## Exercise prompt
Word for word, write out the entries that follow, omitting all pictures.

## Input data
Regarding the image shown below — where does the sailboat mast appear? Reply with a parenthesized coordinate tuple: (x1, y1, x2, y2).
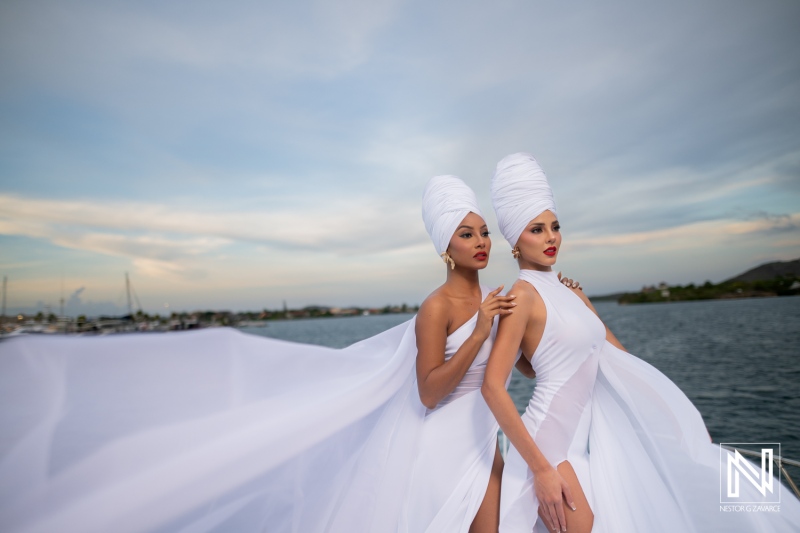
(1, 276, 6, 326)
(126, 272, 133, 317)
(60, 272, 65, 319)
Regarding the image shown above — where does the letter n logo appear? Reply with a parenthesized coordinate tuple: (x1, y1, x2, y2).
(720, 443, 781, 504)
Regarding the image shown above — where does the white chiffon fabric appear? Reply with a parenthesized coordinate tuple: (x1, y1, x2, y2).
(0, 301, 509, 533)
(500, 270, 800, 532)
(0, 323, 426, 533)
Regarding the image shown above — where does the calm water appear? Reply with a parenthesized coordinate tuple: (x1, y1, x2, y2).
(241, 296, 800, 460)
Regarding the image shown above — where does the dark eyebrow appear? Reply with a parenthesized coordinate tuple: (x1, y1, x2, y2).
(527, 221, 559, 227)
(457, 224, 488, 230)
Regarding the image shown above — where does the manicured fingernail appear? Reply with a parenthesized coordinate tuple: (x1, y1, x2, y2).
(571, 504, 576, 511)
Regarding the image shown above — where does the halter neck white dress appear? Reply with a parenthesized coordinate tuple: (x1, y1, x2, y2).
(500, 269, 800, 532)
(401, 285, 504, 533)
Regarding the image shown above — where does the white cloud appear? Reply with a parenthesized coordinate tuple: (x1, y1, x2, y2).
(1, 0, 799, 311)
(567, 214, 800, 251)
(0, 192, 429, 282)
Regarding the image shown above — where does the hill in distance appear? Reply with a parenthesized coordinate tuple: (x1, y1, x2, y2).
(602, 258, 800, 304)
(725, 258, 800, 283)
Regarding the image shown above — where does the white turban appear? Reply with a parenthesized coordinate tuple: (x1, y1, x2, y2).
(422, 175, 483, 256)
(491, 152, 558, 247)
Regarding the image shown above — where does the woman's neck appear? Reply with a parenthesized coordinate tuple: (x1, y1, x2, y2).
(444, 267, 481, 295)
(517, 260, 553, 272)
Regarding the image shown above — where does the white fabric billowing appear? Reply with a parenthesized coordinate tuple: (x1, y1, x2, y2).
(0, 306, 511, 533)
(422, 175, 483, 256)
(0, 324, 426, 533)
(401, 285, 504, 533)
(490, 153, 557, 248)
(500, 270, 800, 532)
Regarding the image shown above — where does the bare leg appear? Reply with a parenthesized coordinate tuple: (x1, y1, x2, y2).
(469, 443, 504, 533)
(537, 460, 593, 533)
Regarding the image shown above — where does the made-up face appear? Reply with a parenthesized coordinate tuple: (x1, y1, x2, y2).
(514, 210, 561, 271)
(446, 212, 492, 270)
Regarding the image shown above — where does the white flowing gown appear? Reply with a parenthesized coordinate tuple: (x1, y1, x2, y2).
(0, 295, 508, 533)
(0, 321, 425, 533)
(401, 285, 506, 533)
(500, 270, 800, 532)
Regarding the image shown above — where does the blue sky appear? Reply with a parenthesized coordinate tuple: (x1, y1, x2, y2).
(1, 0, 798, 316)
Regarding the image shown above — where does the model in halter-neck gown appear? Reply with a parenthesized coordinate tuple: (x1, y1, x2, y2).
(483, 152, 800, 533)
(500, 268, 604, 530)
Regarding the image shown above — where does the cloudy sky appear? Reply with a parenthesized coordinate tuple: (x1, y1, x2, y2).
(1, 0, 798, 316)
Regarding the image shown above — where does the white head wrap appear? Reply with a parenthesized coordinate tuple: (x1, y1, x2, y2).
(491, 152, 558, 247)
(422, 175, 483, 256)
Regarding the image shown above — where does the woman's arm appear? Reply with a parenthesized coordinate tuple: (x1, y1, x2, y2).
(481, 284, 575, 532)
(416, 286, 514, 409)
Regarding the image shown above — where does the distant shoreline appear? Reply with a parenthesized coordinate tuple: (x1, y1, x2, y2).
(605, 279, 798, 305)
(592, 293, 799, 306)
(592, 258, 800, 305)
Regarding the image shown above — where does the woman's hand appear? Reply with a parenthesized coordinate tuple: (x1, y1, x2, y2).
(534, 465, 575, 532)
(472, 285, 516, 342)
(557, 271, 581, 290)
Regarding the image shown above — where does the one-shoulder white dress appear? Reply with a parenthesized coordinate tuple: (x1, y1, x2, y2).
(401, 285, 504, 533)
(500, 269, 800, 532)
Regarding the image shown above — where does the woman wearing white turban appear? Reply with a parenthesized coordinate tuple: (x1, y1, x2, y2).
(482, 152, 800, 532)
(402, 175, 528, 533)
(0, 174, 527, 533)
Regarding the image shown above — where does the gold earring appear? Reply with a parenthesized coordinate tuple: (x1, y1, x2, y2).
(440, 252, 456, 270)
(511, 247, 521, 259)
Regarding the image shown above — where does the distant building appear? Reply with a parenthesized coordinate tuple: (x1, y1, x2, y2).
(658, 282, 670, 298)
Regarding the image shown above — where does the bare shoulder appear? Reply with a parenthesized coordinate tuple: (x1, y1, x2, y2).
(508, 278, 544, 307)
(507, 278, 536, 299)
(416, 288, 450, 333)
(502, 279, 545, 324)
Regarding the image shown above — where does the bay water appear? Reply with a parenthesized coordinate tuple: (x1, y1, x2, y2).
(241, 296, 800, 462)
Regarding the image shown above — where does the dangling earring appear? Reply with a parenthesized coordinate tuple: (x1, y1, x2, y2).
(511, 246, 521, 259)
(440, 252, 456, 270)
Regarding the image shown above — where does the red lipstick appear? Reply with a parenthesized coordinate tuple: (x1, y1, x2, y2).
(474, 252, 488, 261)
(544, 247, 557, 257)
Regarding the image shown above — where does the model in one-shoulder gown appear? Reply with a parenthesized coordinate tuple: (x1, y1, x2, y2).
(0, 297, 513, 533)
(401, 285, 506, 533)
(499, 269, 800, 532)
(0, 173, 517, 533)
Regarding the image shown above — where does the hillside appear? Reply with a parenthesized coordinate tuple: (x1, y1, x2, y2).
(617, 258, 800, 304)
(725, 258, 800, 283)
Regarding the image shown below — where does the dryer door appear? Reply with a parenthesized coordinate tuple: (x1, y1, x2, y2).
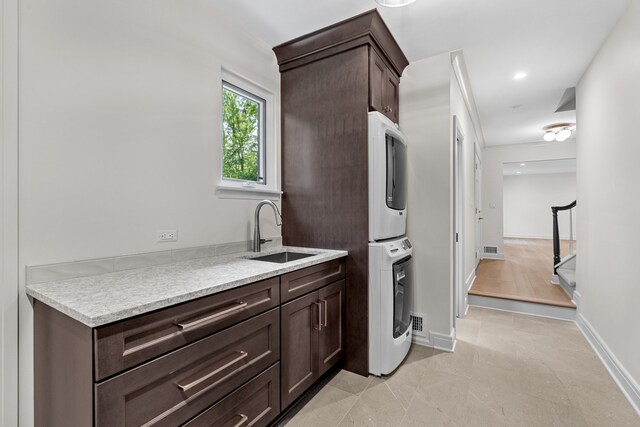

## Expected output
Regarding the image shown below — where does the sailboat mast appear? Reply with a parenthesized coordinate tuple: (x1, y1, x2, y2).
(1, 276, 6, 326)
(126, 272, 133, 317)
(60, 272, 65, 319)
Regarding the image shown above — where does the letter n logo appear? Reply with a parenthesized coordinate tuple: (x1, y1, x2, y2).
(720, 443, 781, 504)
Regarding the image shown above — where does the white chiffon fabric appear? Reply with a parenthesized coordinate tuple: (x1, y1, x2, y2).
(0, 301, 509, 533)
(500, 270, 800, 532)
(0, 323, 426, 533)
Regarding the image shown above — where does the calm water appear? Reply with a parenthesized coordinate tuple: (x1, y1, x2, y2).
(241, 296, 800, 460)
Regarding the image shown above — where does the dark eyebrow appear? Reply with a parenthesized coordinate tuple: (x1, y1, x2, y2).
(527, 221, 559, 227)
(457, 224, 488, 230)
Regarding the image shown above — where does the manicured fingernail appear? Reply with a parenthesized coordinate tuple: (x1, y1, x2, y2).
(571, 504, 576, 511)
Regarding the image shown above — where does the halter neck white dress appear? Reply with a parenthesized coordinate tuple: (x1, y1, x2, y2).
(500, 269, 800, 532)
(401, 285, 504, 533)
Regarding the image shown above — where does the white cloud appear? Reply with a parenthesized coordinate tuple: (x1, y1, x2, y2).
(1, 0, 799, 311)
(567, 214, 800, 251)
(0, 192, 429, 282)
Regarding the image shown above — where does the hill in distance appear? Reply with a parenthesized coordinate tuple: (x1, y1, x2, y2).
(602, 258, 800, 304)
(725, 258, 800, 283)
Regarding the image shown above — where does the white turban appear? Reply with a parenthesized coordinate tuple: (x1, y1, x2, y2).
(422, 175, 483, 256)
(491, 152, 558, 247)
Regarding the image shown above — where does the woman's neck appear? Reply with a parenthesized coordinate tuple: (x1, y1, x2, y2).
(444, 267, 481, 295)
(517, 260, 553, 272)
Regarding the image shown above — where does the white fabric billowing appear? Reply with a parenthesized coordinate tuple: (x1, y1, x2, y2).
(0, 306, 511, 533)
(422, 175, 483, 256)
(0, 324, 426, 533)
(401, 285, 504, 533)
(490, 153, 557, 248)
(500, 270, 800, 532)
Regarding the image shown above — where does the bare leg appear? Reply with a parenthesized coordinate tuple: (x1, y1, x2, y2).
(469, 443, 504, 533)
(537, 460, 593, 533)
Regarding the image shown above — where does the made-up face appear? Reply with a parenthesized coordinate tuple: (x1, y1, x2, y2).
(514, 210, 561, 271)
(446, 212, 492, 270)
Regarding the image shown above — where does the white flowing gown appear? Reply with a parenthesized coordinate tuple: (x1, y1, x2, y2).
(0, 295, 508, 533)
(0, 321, 425, 533)
(401, 285, 506, 533)
(500, 270, 800, 532)
Regarding the image shown above — where does the blue sky appear? Reply with a parenthesized coordinate tuple: (x1, y1, x2, y2).
(1, 0, 798, 316)
Regarding the image shown above — where does the model in halter-neck gown appear? Reply with a parenthesized coordinate tuple: (x1, y1, x2, y2).
(483, 152, 800, 533)
(500, 268, 604, 530)
Regarding the image shown above — where does the cloudy sky appear? Reply with a parenthesized coordinate tuple: (x1, y1, x2, y2).
(1, 0, 798, 316)
Regarding the image shown above — where does the white head wrap appear? Reply with a parenthesized coordinate tuple: (x1, y1, x2, y2).
(491, 152, 558, 247)
(422, 175, 483, 256)
Regarding the image shown above — where does the woman's arm appear? Reply with a parenthesized coordinate tuple: (x1, y1, x2, y2).
(481, 284, 575, 532)
(416, 286, 514, 409)
Regarding the image shown above — where does the distant shoreline appear? Reply with a parenthesized coordinate tuple: (x1, y1, x2, y2).
(605, 279, 798, 305)
(592, 293, 799, 306)
(592, 258, 800, 305)
Regarding the image shown above — where does the woman's hand appear? Reply with a parenthesized coordinate tuple: (x1, y1, x2, y2).
(534, 465, 575, 532)
(472, 285, 516, 342)
(557, 271, 581, 290)
Regarding the image shown above — where does the one-shoulder white dress appear? Reply with a parenthesized coordinate tuple: (x1, y1, x2, y2).
(401, 285, 504, 533)
(500, 269, 800, 532)
Regarding the image shown above — where does the woman wearing white turban appear? Reply with a parenthesized coordinate tuple: (x1, y1, x2, y2).
(482, 152, 800, 532)
(402, 175, 528, 533)
(0, 174, 527, 533)
Regarding the image shown above — where does the gold earring appear? Reply with a parenthesized coordinate tuple: (x1, y1, x2, y2).
(440, 252, 456, 270)
(511, 247, 521, 259)
Regarding the image shown above — where does the distant building appear? Reply with a parenthesized coordinate tuple: (x1, y1, x2, y2).
(658, 282, 670, 298)
Regarding the image shown above — where does the bare shoulder appear? Reply with a parenthesized coordinate tuple: (x1, y1, x2, y2).
(508, 278, 544, 307)
(507, 278, 536, 299)
(416, 288, 450, 333)
(502, 279, 545, 324)
Regarding the image shown above — where does the bay water appear? Reply with a parenthesized coordinate tuple: (x1, y1, x2, y2).
(241, 296, 800, 462)
Regarding the image shown above — where does the dangling earring appear? Reply with a parenthesized coordinate tuple: (x1, y1, x2, y2).
(511, 246, 521, 259)
(440, 252, 456, 270)
Regarding the image shown above — where does the red lipstick appear? Reply with a parenthesized coordinate tuple: (x1, y1, x2, y2).
(474, 252, 488, 261)
(544, 247, 557, 257)
Regarding the image shown above — where does the model in one-shoulder gown appear? Reply with a parenthesized coordinate tuple: (x1, y1, x2, y2).
(0, 297, 513, 533)
(401, 285, 506, 533)
(499, 269, 800, 532)
(0, 173, 517, 533)
Regarding the image shown above — where does the hillside appear? Reply with a parenthesized coordinate tuple: (x1, y1, x2, y2).
(617, 258, 800, 304)
(725, 258, 800, 283)
Regarding the image shown below — where does the dryer door appear? Reply with a parenthesized coordinate tuple: (x1, y1, x2, y2).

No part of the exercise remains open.